▸ **SOURCE MATERIAL**:

══════

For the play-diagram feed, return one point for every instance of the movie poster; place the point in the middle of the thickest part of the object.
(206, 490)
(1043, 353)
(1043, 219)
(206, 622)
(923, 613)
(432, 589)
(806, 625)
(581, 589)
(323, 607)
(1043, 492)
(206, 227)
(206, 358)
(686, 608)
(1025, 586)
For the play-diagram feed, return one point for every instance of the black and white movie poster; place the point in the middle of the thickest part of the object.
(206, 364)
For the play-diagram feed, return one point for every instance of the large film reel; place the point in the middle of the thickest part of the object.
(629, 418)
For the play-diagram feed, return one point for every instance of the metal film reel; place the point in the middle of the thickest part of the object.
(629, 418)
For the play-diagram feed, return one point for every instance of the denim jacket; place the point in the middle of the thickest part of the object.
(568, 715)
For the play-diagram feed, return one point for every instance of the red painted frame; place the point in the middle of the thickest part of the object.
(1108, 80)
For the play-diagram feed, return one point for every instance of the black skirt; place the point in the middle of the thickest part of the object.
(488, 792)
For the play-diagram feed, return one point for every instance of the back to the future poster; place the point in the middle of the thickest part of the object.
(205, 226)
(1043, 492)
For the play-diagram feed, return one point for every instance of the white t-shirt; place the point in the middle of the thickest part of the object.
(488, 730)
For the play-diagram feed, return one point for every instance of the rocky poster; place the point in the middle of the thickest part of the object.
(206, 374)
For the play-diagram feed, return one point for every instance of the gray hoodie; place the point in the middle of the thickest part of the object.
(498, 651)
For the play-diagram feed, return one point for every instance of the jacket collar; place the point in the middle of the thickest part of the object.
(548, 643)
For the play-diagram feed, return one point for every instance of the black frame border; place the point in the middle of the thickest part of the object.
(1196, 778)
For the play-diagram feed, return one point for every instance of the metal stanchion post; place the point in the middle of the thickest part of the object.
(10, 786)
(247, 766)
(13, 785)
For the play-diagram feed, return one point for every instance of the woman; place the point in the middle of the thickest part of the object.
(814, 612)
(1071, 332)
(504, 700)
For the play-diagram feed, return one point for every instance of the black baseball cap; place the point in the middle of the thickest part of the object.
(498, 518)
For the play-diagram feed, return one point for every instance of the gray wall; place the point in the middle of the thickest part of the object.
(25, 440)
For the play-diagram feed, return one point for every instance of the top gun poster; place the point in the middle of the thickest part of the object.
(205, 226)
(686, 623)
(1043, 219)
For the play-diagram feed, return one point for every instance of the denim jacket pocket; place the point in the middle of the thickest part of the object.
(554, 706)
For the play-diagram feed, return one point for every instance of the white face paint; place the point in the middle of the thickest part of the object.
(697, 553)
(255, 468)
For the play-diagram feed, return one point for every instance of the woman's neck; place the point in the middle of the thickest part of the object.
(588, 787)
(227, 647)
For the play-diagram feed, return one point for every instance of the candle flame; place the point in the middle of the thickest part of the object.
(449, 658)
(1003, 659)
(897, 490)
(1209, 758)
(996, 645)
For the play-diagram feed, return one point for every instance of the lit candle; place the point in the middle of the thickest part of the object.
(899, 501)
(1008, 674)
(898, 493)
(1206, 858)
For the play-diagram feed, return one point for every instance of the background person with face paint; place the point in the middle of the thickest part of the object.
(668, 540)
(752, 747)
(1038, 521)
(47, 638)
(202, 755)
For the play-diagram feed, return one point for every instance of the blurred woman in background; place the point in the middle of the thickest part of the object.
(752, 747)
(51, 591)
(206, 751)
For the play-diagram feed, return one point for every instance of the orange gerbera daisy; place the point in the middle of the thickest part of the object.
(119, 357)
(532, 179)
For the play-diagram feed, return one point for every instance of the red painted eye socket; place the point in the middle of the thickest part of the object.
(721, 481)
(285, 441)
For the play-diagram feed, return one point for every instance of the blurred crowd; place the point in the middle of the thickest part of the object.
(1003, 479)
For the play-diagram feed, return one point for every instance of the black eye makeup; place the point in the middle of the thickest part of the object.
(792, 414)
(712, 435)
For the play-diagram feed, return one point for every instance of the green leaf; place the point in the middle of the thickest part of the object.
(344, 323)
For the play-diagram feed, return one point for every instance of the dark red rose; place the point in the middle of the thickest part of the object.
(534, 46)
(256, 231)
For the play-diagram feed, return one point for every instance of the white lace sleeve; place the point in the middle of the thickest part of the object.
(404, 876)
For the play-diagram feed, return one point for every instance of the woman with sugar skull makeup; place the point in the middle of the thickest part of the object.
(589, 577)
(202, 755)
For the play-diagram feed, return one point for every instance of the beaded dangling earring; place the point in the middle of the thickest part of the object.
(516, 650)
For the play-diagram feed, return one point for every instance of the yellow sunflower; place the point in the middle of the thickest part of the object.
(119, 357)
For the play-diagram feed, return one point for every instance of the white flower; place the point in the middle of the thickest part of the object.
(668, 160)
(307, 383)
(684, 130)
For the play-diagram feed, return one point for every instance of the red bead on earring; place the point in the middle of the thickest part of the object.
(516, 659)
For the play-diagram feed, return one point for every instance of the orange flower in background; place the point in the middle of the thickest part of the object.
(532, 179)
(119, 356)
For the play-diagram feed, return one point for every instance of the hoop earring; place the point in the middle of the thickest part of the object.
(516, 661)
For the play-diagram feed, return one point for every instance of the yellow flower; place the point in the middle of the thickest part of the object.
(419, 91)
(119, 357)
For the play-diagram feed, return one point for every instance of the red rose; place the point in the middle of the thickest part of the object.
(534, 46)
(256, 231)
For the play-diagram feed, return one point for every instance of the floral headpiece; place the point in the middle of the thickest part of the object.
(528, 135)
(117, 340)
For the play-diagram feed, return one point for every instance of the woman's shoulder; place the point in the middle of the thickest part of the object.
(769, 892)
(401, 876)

══════

▸ **WHAT TO DO**: Reproduce exactly the line containing "the red rose;" and every line after it through the end of the records above, and nothing else.

▸ **THE ANSWER**:
For the play-diagram feed, return one point for every instance of the red rose; place the point in the middle of the thickest part of the object.
(534, 46)
(256, 231)
For the play-diagram feed, return one point for every instance of the floral headpiece; place the point in the middle of the thickest part of the object.
(528, 135)
(117, 340)
For the play-diagram feed, return one point for every instance of the woman's shoulder; place the point in the middle of the thickest part of the object.
(769, 892)
(401, 876)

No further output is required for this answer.